* Supplied records

○ ○ ○ ○

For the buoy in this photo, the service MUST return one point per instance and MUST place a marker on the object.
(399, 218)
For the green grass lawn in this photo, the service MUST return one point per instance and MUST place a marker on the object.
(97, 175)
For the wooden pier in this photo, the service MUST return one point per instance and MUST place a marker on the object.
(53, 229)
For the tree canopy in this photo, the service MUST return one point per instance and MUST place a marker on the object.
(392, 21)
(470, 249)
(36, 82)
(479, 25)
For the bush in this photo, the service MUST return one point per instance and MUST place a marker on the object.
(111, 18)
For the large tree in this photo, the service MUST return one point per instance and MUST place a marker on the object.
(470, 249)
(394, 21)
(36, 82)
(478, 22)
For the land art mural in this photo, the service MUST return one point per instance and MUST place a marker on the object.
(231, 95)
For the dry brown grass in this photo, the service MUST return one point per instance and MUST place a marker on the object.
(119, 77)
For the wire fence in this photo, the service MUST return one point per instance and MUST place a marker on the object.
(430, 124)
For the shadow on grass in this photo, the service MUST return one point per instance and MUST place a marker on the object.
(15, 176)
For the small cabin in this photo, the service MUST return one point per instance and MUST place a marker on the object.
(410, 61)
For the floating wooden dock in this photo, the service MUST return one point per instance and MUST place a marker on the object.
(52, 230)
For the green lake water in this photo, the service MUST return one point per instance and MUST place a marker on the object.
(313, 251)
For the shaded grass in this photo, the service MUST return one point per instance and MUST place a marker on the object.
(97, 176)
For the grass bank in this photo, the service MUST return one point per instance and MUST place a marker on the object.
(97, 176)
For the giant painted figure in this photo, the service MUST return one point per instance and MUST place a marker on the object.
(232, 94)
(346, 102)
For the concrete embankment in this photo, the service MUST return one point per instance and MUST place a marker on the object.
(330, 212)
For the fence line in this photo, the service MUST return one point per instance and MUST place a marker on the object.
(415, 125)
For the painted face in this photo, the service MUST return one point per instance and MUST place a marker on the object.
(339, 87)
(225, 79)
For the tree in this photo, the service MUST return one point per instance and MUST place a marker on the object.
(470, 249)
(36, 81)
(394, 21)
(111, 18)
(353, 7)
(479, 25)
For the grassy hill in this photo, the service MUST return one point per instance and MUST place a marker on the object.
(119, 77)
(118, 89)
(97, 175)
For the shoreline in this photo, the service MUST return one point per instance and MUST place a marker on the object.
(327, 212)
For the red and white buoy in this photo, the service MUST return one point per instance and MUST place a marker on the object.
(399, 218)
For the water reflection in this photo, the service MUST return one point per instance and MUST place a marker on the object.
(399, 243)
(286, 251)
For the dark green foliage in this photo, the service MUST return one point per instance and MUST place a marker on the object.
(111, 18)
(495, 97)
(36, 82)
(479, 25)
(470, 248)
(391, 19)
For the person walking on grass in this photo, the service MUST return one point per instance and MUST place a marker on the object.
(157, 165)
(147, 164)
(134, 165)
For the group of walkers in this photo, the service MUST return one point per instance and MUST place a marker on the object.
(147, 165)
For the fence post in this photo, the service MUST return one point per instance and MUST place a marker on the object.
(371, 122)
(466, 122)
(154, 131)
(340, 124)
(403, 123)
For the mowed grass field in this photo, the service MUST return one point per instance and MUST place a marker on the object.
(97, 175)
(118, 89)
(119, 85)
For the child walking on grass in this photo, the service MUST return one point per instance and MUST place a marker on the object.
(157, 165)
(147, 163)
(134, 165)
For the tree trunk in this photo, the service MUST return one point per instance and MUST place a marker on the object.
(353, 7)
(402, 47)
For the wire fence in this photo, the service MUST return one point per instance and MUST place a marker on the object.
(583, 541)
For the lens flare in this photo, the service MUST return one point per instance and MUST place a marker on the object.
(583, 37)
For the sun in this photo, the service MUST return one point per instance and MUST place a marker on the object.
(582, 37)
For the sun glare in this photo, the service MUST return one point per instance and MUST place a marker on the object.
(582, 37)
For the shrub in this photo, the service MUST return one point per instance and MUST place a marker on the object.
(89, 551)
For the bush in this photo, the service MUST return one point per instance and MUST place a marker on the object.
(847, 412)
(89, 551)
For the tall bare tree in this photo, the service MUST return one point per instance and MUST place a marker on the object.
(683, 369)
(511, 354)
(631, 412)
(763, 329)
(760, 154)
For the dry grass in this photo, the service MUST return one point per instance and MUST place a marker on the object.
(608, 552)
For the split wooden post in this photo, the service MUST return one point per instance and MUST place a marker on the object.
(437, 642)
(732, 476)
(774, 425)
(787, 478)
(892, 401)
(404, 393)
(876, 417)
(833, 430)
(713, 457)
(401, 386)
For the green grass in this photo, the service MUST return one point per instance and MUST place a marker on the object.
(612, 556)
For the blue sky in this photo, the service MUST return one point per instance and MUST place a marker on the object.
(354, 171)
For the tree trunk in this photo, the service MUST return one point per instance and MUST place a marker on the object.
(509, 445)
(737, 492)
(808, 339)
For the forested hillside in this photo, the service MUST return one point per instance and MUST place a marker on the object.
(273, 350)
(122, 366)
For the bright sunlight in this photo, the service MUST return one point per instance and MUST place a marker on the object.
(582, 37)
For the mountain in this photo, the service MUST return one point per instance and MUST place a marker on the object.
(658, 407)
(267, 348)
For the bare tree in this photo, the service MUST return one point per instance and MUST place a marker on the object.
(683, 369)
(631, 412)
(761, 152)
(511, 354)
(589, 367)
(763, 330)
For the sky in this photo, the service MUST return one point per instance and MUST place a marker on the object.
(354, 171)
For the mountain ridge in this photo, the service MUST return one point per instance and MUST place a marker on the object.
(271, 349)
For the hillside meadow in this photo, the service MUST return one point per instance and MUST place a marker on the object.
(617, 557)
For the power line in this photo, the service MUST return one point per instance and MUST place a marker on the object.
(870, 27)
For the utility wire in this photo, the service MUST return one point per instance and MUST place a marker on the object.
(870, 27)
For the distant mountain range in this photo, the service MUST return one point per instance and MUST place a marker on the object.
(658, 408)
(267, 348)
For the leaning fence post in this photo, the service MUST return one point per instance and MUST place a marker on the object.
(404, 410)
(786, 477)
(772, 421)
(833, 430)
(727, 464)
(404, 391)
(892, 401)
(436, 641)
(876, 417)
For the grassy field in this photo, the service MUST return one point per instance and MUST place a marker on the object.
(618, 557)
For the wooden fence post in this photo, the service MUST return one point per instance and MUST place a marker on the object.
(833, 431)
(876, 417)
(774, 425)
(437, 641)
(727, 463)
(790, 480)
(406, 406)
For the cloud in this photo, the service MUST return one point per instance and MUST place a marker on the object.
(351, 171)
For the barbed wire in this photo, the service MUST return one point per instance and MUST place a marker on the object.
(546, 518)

○ ○ ○ ○

* Work item
Nothing should appear in the answer except the lines from the one with "For the wooden fence" through the final line of the records, written exactly.

* Output of the exercise
For the wooden fence post in this photo, the service MUST return one point per instance and MUST place a marker on the object.
(833, 431)
(876, 417)
(774, 425)
(437, 641)
(727, 463)
(790, 480)
(406, 406)
For the cloud in this photo, the service MUST return one point per instance and MUST place a marker on the object.
(351, 171)
For the barbed wire in this photo, the service MUST return one point per instance and MUST place a marker on the object.
(546, 518)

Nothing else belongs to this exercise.